### EXERCISE PROMPT
Note each line of the entries that includes "trace". Then copy those lines.

BEGIN DATA SHOWN

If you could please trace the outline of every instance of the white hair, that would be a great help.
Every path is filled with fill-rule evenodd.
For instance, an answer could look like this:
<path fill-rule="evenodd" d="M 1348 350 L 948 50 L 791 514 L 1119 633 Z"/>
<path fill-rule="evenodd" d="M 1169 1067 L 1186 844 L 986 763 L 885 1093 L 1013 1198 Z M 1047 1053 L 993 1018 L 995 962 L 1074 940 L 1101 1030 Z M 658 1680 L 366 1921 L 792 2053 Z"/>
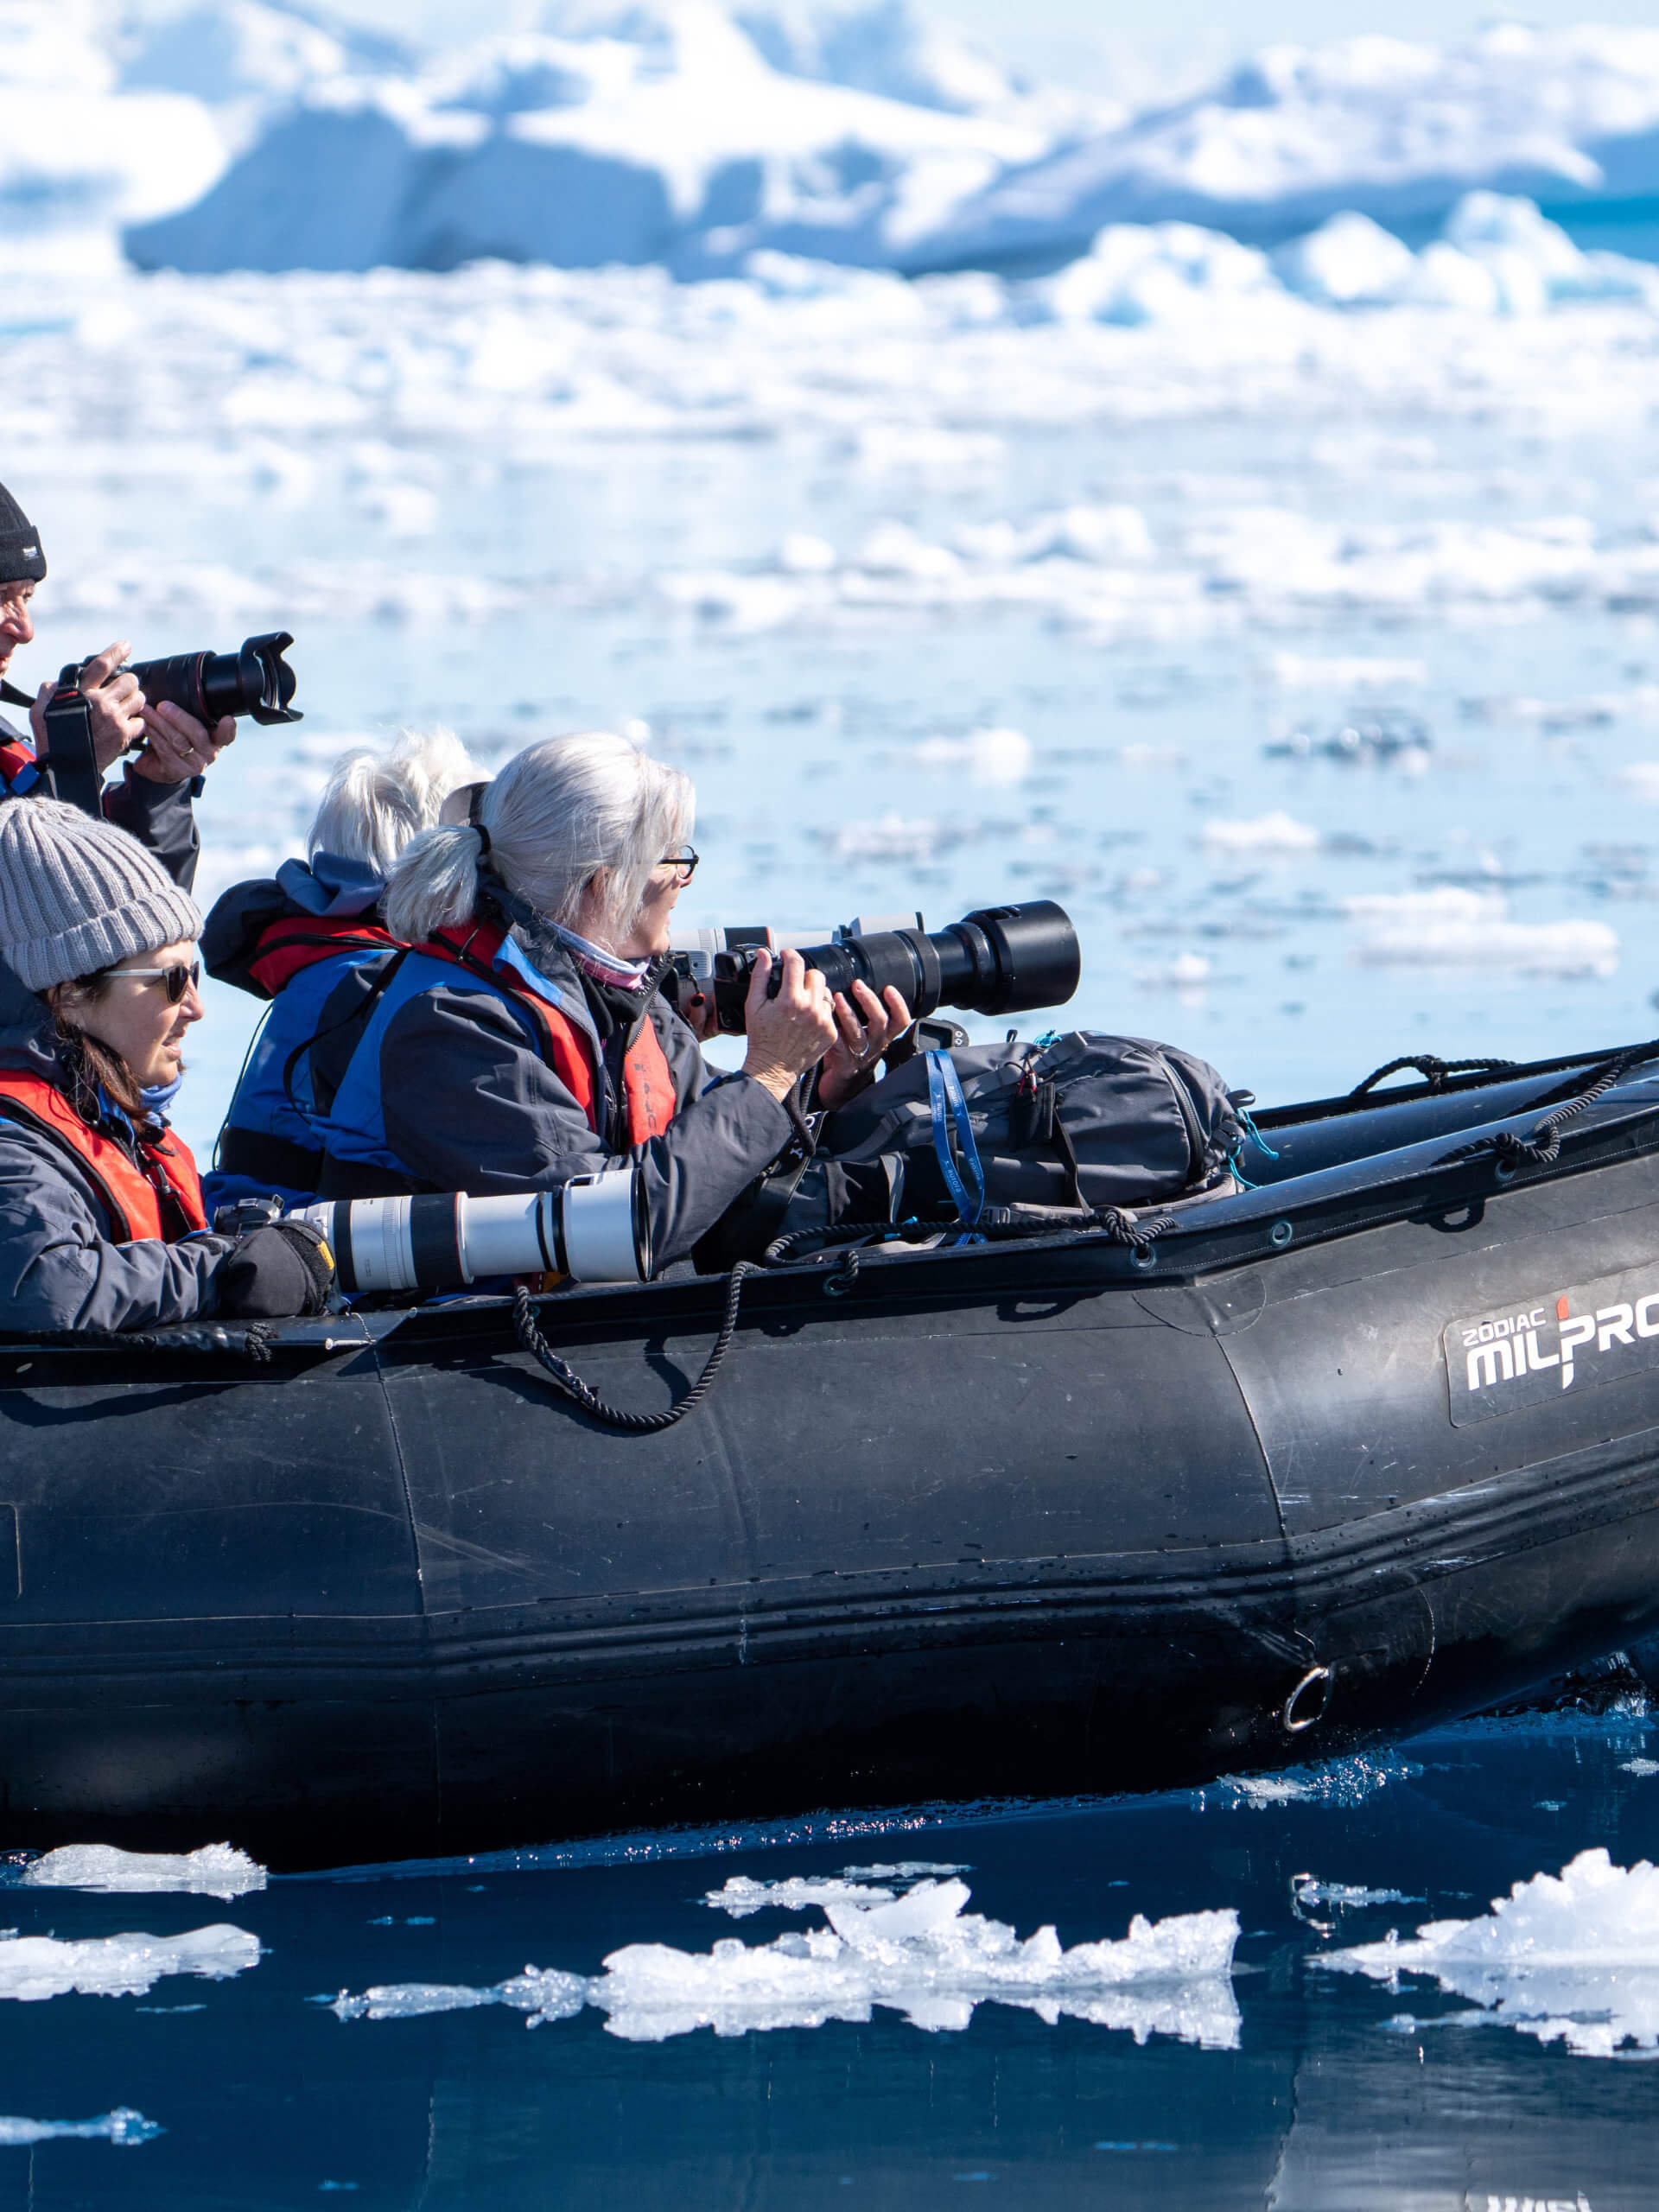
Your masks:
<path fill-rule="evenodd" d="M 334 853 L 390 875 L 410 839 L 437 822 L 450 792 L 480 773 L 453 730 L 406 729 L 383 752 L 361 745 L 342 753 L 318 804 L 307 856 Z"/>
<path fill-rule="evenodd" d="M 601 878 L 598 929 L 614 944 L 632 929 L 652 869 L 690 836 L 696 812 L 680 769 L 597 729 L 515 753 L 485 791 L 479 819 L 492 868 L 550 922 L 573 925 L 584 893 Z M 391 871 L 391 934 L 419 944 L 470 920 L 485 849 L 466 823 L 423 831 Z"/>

END DATA SHOWN
BEGIN DATA SHOWN

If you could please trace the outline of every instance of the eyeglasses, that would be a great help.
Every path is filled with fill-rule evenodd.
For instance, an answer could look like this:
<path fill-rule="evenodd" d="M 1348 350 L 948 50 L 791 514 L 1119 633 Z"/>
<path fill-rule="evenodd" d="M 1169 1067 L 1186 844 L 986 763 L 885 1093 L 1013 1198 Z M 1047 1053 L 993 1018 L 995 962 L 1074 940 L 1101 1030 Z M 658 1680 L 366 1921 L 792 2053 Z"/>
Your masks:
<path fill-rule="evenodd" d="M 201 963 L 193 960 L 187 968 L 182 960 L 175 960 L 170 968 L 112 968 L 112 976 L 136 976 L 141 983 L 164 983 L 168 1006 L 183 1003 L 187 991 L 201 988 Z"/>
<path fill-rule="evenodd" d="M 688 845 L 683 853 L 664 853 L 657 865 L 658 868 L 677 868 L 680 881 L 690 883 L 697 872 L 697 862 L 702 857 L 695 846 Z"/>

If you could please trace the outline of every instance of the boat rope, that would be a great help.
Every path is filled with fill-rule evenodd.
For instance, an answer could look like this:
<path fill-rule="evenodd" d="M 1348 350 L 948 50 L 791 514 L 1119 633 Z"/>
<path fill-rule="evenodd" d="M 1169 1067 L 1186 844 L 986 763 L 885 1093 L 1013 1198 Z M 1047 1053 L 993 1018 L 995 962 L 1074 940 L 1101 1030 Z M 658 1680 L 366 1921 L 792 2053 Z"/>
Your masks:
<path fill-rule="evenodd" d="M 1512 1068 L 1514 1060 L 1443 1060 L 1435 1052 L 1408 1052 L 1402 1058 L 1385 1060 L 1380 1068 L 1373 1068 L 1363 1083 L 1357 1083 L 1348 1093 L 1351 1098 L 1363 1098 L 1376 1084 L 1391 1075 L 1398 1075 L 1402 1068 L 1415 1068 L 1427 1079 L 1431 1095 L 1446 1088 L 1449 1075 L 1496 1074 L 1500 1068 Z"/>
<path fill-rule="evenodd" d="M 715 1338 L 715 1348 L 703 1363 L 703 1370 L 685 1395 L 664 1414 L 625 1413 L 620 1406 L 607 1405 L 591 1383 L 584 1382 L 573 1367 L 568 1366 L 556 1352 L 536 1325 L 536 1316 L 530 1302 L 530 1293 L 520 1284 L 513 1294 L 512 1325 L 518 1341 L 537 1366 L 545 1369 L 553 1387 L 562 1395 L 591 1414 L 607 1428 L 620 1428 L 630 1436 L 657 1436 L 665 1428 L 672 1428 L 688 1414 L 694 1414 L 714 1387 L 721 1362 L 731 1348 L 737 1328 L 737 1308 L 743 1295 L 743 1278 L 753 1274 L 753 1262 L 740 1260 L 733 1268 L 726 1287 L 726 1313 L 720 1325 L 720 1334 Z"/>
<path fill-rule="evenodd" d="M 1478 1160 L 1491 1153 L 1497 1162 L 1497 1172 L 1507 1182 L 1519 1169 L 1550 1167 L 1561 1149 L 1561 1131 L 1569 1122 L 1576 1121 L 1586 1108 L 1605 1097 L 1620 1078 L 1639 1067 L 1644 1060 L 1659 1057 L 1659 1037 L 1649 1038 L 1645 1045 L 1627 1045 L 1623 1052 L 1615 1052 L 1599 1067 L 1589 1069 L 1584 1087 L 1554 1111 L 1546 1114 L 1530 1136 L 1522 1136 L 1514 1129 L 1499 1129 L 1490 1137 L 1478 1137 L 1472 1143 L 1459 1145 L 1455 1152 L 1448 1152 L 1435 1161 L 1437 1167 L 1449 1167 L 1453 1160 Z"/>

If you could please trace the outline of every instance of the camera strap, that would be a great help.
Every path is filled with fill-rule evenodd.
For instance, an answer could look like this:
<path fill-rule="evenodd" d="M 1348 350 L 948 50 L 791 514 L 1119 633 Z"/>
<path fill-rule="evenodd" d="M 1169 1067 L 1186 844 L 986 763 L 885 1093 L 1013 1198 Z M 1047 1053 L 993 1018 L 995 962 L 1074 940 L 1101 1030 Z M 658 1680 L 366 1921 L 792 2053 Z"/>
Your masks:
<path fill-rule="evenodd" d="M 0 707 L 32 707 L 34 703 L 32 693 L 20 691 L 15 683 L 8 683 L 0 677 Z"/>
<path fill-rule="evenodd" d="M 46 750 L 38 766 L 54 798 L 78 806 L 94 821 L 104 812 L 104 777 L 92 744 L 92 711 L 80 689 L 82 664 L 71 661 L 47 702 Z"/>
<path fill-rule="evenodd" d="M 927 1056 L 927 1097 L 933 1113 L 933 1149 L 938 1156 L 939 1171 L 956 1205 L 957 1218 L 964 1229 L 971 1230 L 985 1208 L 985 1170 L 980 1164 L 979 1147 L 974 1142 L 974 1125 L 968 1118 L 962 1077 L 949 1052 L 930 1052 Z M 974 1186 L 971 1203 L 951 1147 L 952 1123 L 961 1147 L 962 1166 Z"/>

END DATA SHOWN

### RESULT OF THIS TASK
If you could please trace the outline of every instance of the white hair, that would be a great help.
If you could please trace the outline of every instance of the eyeglasses, that would be a great help.
If you could please trace the outline of every instance of the boat rope, that would be a great help.
If you could please trace the outline of every instance of the camera strap, that would be a great help.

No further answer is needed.